Document text:
2 Get to know the first-timers and walk-ins. First impressions are often the most accurate and objective. Take the time to talk to new faces, as well as familiar ones. Ask them personally, don’t rely on those multiple-choice forms that say: “Was the service great, wonderful, or fabulous?” They tend to bias the answers and already introduce one level of impersonality. Hotels should be about direct contact,
not bureaucracy.

3  Get to know your people greeters. From the bellboys to the concierge, the receptionists to the reservations clerks, the telephonists to the waiters and room attendants, these are the humble employees who make or break a guest’s hotel experience. They also know far better than you what’s going on in the hotel. Listen carefully to them and empower them as much as you can, because their liberty to go beyond the call of duty — and ideally even to be rewarded for doing so — is what distinguishes true hospitality.

Given entries:
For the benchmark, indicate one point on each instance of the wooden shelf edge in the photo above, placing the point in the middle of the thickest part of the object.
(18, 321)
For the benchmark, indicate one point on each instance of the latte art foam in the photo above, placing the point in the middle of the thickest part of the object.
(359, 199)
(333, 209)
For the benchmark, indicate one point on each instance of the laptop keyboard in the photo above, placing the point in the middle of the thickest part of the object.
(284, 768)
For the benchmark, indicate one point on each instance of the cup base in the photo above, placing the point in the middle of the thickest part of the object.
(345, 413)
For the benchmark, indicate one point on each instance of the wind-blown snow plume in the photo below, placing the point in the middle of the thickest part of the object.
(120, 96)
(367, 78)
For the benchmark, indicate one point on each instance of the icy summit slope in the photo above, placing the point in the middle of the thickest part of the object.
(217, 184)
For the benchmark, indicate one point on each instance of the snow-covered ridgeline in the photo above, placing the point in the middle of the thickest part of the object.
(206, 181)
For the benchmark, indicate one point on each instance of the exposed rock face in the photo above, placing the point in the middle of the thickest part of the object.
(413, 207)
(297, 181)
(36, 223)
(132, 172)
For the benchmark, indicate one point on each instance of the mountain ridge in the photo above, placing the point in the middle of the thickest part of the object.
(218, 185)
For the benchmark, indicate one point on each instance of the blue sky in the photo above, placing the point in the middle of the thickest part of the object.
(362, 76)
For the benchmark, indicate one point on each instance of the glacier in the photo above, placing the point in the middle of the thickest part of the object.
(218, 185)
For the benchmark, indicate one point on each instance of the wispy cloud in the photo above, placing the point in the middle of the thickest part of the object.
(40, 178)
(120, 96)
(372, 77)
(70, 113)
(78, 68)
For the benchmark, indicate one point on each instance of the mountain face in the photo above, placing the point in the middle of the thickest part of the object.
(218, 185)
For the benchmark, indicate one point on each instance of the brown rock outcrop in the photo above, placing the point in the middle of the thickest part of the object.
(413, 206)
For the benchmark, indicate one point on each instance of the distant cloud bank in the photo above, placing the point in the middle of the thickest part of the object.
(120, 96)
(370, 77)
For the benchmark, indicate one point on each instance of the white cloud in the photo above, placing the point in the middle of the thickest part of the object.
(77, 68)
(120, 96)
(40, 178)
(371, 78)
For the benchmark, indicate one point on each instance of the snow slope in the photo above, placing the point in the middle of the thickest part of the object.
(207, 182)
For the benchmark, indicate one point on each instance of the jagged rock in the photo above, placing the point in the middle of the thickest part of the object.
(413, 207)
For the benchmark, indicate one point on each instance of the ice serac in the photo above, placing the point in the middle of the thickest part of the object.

What you need to do:
1. According to the hotel hospitality text, what should hotels be about instead of bureaucracy?
2. Continue the hotel hospitality text from its last sentence.
The listing has no connection to the hotel hospitality text.

Written responses:
1. Direct contact.

2.
Get to know your business influencers. It has to be said that in the Gulf’s most successful markets — pre-downturn — relations between hotels and their distribution partners had become characterised by a certain arrogance, most succinctly summed up as a ‘take it or leave it’ attitude. Now’s the time to repair any ill feeling that may have developed as a result, with tour operators and wholesalers, travel agents, airlines and similar. In these trying times, you need every friend you can get.

5 Get to know your engineer. Important people, engineers! They are the ones who always want you to spend more than you have in the budget on maintenance and refurbishment. Well, now may be the time to pay attention, for two reasons: firstly, because you may be able to benefit from important deflationary advantages in the cost of FF&E; and secondly, because any shortcomings in your hotel’s amenities have come into more glaring focus in today’s market, where potential guests can pick and choose where they stay.

6 Get to know your competitors. Now’s the time to be as nosy as you like as to what other hotels are doing. Go and have a good look around your immediate competitors’ properties, stay there, dine there, ask a lot of outrageous questions. See what they are doing to weather the storm and know your own hotel’s strengths and weaknesses as honestly as you can.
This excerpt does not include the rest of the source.